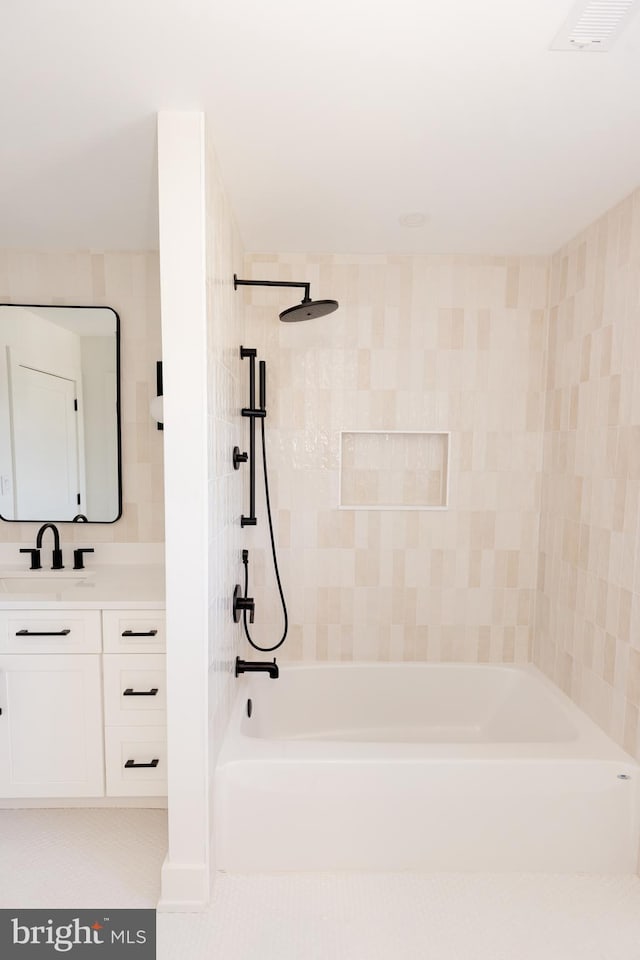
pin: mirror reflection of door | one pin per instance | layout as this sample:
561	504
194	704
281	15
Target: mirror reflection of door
45	444
52	454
----------
→ **Set problem**: Reproduce every line of the entries above, requests included, multiplying each answer coordinate by 0.3 and rounding to whole numbers with halves rounded up. Keep the sample coordinates in the requests unchanged, and leave the pictures out.

→ **The reply**:
pin: mirror reflection of door | one pin per instance | layout as this sample:
561	504
194	704
281	15
Target: mirror reflection of door
14	133
16	136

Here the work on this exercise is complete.